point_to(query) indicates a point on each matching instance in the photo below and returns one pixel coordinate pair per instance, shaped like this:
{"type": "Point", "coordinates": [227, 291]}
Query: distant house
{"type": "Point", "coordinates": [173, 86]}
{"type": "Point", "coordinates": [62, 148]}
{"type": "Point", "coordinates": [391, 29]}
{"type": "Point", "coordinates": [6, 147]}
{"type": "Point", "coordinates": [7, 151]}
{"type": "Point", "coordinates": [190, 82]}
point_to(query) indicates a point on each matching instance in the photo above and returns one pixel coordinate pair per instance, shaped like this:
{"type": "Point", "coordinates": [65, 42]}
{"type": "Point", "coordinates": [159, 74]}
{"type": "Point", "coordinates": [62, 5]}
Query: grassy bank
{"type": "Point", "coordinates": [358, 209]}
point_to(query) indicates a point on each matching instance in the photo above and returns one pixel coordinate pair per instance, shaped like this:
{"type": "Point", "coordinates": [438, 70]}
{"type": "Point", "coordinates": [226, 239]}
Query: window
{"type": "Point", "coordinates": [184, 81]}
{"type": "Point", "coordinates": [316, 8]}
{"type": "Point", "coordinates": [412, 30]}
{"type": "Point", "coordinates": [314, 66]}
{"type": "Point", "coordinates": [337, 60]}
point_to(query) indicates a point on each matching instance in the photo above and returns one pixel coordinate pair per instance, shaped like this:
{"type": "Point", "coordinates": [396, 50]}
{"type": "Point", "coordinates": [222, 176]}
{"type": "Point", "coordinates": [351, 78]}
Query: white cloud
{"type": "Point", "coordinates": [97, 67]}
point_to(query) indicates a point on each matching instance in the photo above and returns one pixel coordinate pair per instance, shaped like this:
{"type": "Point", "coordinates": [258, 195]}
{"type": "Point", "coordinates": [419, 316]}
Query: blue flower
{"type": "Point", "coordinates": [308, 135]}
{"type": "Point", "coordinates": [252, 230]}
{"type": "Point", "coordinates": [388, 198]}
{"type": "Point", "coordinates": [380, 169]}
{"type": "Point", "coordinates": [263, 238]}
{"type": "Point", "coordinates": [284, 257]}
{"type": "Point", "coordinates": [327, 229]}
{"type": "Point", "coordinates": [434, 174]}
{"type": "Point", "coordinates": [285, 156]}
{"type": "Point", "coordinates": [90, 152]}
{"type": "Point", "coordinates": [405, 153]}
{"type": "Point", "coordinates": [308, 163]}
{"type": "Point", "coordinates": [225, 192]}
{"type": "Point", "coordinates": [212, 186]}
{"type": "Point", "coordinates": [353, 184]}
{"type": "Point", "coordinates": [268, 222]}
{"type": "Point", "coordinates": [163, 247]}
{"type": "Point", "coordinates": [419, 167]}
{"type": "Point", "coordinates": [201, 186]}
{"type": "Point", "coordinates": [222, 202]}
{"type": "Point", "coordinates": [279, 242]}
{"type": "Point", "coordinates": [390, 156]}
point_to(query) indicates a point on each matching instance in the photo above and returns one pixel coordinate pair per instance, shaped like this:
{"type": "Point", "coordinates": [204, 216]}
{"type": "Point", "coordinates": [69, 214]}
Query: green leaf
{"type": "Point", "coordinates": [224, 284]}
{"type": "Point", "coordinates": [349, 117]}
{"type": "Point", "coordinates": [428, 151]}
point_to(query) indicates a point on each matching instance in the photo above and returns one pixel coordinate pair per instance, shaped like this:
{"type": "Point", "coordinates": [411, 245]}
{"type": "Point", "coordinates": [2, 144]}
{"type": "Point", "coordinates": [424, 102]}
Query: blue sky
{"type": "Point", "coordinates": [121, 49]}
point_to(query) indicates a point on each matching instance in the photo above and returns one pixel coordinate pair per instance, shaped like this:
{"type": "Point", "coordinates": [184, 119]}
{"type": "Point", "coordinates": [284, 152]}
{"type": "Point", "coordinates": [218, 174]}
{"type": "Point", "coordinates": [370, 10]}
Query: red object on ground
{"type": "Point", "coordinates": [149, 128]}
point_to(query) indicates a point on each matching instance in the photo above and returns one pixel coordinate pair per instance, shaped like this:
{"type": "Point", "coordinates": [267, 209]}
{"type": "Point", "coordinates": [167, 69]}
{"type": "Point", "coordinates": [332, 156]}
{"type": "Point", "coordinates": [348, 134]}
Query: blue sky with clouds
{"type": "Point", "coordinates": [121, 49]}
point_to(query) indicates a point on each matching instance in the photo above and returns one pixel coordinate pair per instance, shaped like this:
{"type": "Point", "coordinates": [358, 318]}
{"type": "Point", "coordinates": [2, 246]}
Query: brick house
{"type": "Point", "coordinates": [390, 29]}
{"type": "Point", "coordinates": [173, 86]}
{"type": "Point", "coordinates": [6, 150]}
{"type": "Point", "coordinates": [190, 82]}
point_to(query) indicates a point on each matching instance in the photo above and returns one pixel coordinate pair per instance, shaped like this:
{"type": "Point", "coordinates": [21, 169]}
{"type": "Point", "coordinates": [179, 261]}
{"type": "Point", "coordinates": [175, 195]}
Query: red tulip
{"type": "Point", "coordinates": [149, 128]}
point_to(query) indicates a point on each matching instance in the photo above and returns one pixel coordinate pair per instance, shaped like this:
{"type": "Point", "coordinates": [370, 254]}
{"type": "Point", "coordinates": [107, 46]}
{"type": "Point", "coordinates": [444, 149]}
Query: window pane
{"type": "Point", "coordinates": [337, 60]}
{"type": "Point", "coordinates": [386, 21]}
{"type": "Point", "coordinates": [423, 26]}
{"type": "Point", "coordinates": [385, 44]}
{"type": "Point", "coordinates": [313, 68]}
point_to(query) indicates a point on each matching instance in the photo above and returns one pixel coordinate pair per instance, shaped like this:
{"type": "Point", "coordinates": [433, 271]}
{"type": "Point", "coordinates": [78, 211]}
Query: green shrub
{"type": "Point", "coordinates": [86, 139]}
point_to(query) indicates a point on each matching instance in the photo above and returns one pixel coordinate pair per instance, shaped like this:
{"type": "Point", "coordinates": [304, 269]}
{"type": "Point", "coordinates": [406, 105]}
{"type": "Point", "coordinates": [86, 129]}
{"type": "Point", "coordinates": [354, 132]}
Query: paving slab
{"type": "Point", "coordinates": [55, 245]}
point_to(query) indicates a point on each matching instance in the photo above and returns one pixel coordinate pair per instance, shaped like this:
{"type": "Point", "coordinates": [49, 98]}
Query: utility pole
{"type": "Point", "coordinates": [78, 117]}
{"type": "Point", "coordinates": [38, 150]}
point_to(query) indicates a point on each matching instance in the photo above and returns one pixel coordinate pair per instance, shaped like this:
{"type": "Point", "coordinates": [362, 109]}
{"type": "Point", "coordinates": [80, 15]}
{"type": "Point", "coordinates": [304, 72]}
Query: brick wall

^^^^^^^^^^^^^^^^

▶ **WORK TO DO**
Return each entry from the material above exactly as it appears.

▶ **ANSWER TO THE PROBLEM**
point_to(query) indicates a point on each matching instance in the photo below and returns one pixel coordinate pair per instance, shaped like this:
{"type": "Point", "coordinates": [227, 291]}
Query: distant house
{"type": "Point", "coordinates": [173, 86]}
{"type": "Point", "coordinates": [62, 148]}
{"type": "Point", "coordinates": [391, 29]}
{"type": "Point", "coordinates": [6, 147]}
{"type": "Point", "coordinates": [7, 151]}
{"type": "Point", "coordinates": [190, 82]}
point_to(query) indicates a point on each matching instance in the photo above and returns one pixel coordinate pair per instance, shaped like this:
{"type": "Point", "coordinates": [65, 42]}
{"type": "Point", "coordinates": [159, 74]}
{"type": "Point", "coordinates": [62, 5]}
Query: grassy bank
{"type": "Point", "coordinates": [358, 209]}
point_to(query) indicates a point on each matching instance in the photo above and returns one pixel coordinate pair per instance, shaped like this:
{"type": "Point", "coordinates": [438, 70]}
{"type": "Point", "coordinates": [226, 239]}
Query: window
{"type": "Point", "coordinates": [184, 81]}
{"type": "Point", "coordinates": [316, 8]}
{"type": "Point", "coordinates": [412, 30]}
{"type": "Point", "coordinates": [314, 66]}
{"type": "Point", "coordinates": [337, 60]}
point_to(query) indicates a point on each matching instance in the photo above and returns one pixel coordinate pair per instance, shaped like this:
{"type": "Point", "coordinates": [396, 50]}
{"type": "Point", "coordinates": [222, 176]}
{"type": "Point", "coordinates": [351, 78]}
Query: white cloud
{"type": "Point", "coordinates": [97, 67]}
point_to(query) indicates a point on each matching instance in the photo above and returns one pixel coordinate pair per instance, shaped like this:
{"type": "Point", "coordinates": [258, 195]}
{"type": "Point", "coordinates": [419, 316]}
Query: blue flower
{"type": "Point", "coordinates": [308, 135]}
{"type": "Point", "coordinates": [252, 230]}
{"type": "Point", "coordinates": [388, 198]}
{"type": "Point", "coordinates": [380, 169]}
{"type": "Point", "coordinates": [263, 238]}
{"type": "Point", "coordinates": [284, 257]}
{"type": "Point", "coordinates": [327, 229]}
{"type": "Point", "coordinates": [434, 174]}
{"type": "Point", "coordinates": [285, 156]}
{"type": "Point", "coordinates": [90, 152]}
{"type": "Point", "coordinates": [405, 153]}
{"type": "Point", "coordinates": [308, 163]}
{"type": "Point", "coordinates": [225, 192]}
{"type": "Point", "coordinates": [212, 186]}
{"type": "Point", "coordinates": [353, 184]}
{"type": "Point", "coordinates": [268, 222]}
{"type": "Point", "coordinates": [163, 247]}
{"type": "Point", "coordinates": [419, 167]}
{"type": "Point", "coordinates": [201, 186]}
{"type": "Point", "coordinates": [222, 202]}
{"type": "Point", "coordinates": [279, 242]}
{"type": "Point", "coordinates": [390, 156]}
point_to(query) indicates a point on each matching instance in the photo above and returns one pixel coordinate pair per instance, shaped like this:
{"type": "Point", "coordinates": [204, 216]}
{"type": "Point", "coordinates": [69, 214]}
Query: green leaf
{"type": "Point", "coordinates": [224, 284]}
{"type": "Point", "coordinates": [349, 117]}
{"type": "Point", "coordinates": [428, 151]}
point_to(query) indicates a point on each matching instance in the photo above and returns one pixel coordinate pair per instance, shaped like this:
{"type": "Point", "coordinates": [411, 245]}
{"type": "Point", "coordinates": [2, 144]}
{"type": "Point", "coordinates": [424, 102]}
Query: blue sky
{"type": "Point", "coordinates": [121, 49]}
point_to(query) indicates a point on each matching instance in the photo above and returns one pixel coordinate pair per instance, shaped like this:
{"type": "Point", "coordinates": [184, 119]}
{"type": "Point", "coordinates": [284, 152]}
{"type": "Point", "coordinates": [218, 174]}
{"type": "Point", "coordinates": [370, 10]}
Query: red object on ground
{"type": "Point", "coordinates": [149, 128]}
point_to(query) indicates a point on each matching instance in the photo above and returns one pixel coordinate pair per instance, shaped like this:
{"type": "Point", "coordinates": [267, 209]}
{"type": "Point", "coordinates": [167, 69]}
{"type": "Point", "coordinates": [332, 156]}
{"type": "Point", "coordinates": [348, 134]}
Query: blue sky with clouds
{"type": "Point", "coordinates": [121, 49]}
point_to(query) indicates a point on each matching instance in the photo above and returns one pixel coordinate pair per instance, shaped like this:
{"type": "Point", "coordinates": [358, 318]}
{"type": "Point", "coordinates": [2, 246]}
Query: brick house
{"type": "Point", "coordinates": [390, 29]}
{"type": "Point", "coordinates": [173, 86]}
{"type": "Point", "coordinates": [6, 150]}
{"type": "Point", "coordinates": [190, 82]}
point_to(query) indicates a point on each matching instance in the photo above and returns one pixel coordinate pair per instance, shaped like this:
{"type": "Point", "coordinates": [21, 169]}
{"type": "Point", "coordinates": [179, 261]}
{"type": "Point", "coordinates": [175, 195]}
Query: red tulip
{"type": "Point", "coordinates": [149, 128]}
point_to(query) indicates a point on each matching instance in the photo above and returns one pixel coordinate pair per instance, shaped like this:
{"type": "Point", "coordinates": [370, 254]}
{"type": "Point", "coordinates": [107, 46]}
{"type": "Point", "coordinates": [444, 149]}
Query: window pane
{"type": "Point", "coordinates": [337, 60]}
{"type": "Point", "coordinates": [386, 21]}
{"type": "Point", "coordinates": [423, 26]}
{"type": "Point", "coordinates": [385, 44]}
{"type": "Point", "coordinates": [313, 68]}
point_to(query) indicates a point on each matching instance in the photo above and returns one pixel coordinate pair per instance, shaped like this:
{"type": "Point", "coordinates": [433, 271]}
{"type": "Point", "coordinates": [78, 211]}
Query: green shrub
{"type": "Point", "coordinates": [86, 139]}
point_to(query) indicates a point on each matching instance in the photo above and returns one pixel coordinate pair per instance, shaped like this:
{"type": "Point", "coordinates": [304, 269]}
{"type": "Point", "coordinates": [406, 105]}
{"type": "Point", "coordinates": [86, 129]}
{"type": "Point", "coordinates": [354, 132]}
Query: paving slab
{"type": "Point", "coordinates": [55, 245]}
point_to(query) indicates a point on each matching instance in the photo above and returns one pixel coordinate pair per instance, shaped like this:
{"type": "Point", "coordinates": [49, 98]}
Query: utility pole
{"type": "Point", "coordinates": [78, 117]}
{"type": "Point", "coordinates": [38, 150]}
point_to(query) indicates a point on each matching instance in the photo above and returns one pixel coordinate pair per instance, shaped like this:
{"type": "Point", "coordinates": [362, 109]}
{"type": "Point", "coordinates": [80, 15]}
{"type": "Point", "coordinates": [304, 72]}
Query: brick wall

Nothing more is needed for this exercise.